Quote:
Originally Posted by Sablerose
We'll, it might be easiest to change my Word defaults to strip out the formatting as I paste text in. Since I verify all italics as I go already, I might as well redo them, and see how that affects the conversion results.
The ctrl-q and ctrl-space idea, I hesitate at, since I don't know what those functions do. But I'll take a look and see.
|
@
Sablerose -
300+ Useful Word 2007 KB Shortcuts That site also has shortcuts for Word 2010 - and many other programs.
Quote:
Originally Posted by Sablerose
Oh, and another reason I want this to be consistent. I have ~absolutely no~ idea what the code line you got in the doc XML means. And I don't know anything about regex either. Besides, simple is better and removing the problem will make redoing things faster.
|
@
Sablerose - I only posted the XML from the DOCX, to demonstrate that the weird XHTML in the ePUB is a direct result converting the similarly weird XML in the DOCX. The 'weird' is that 'not' is split into 'n' and 'ot'.
I updated the XML fragment I posted earlier - after a Tidy
The 'n' and 'ot' are at the beginning and end of the both the XHTML and the XML. I don't expect anyone to actually comprehend the DOCX XML - except maybe Kovid
BR

---------------

* _Exercise description_
In the forum thread, what is the "weird" thing about the XML in the DOCX?

* _Recorded data_

---------------

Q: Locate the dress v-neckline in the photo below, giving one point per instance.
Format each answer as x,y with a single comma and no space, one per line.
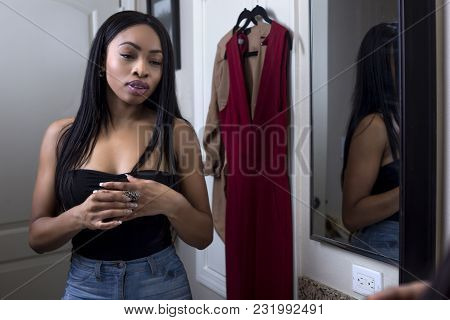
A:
240,64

---------------

* _Result below_
The word "not" is split into "n" and "ot".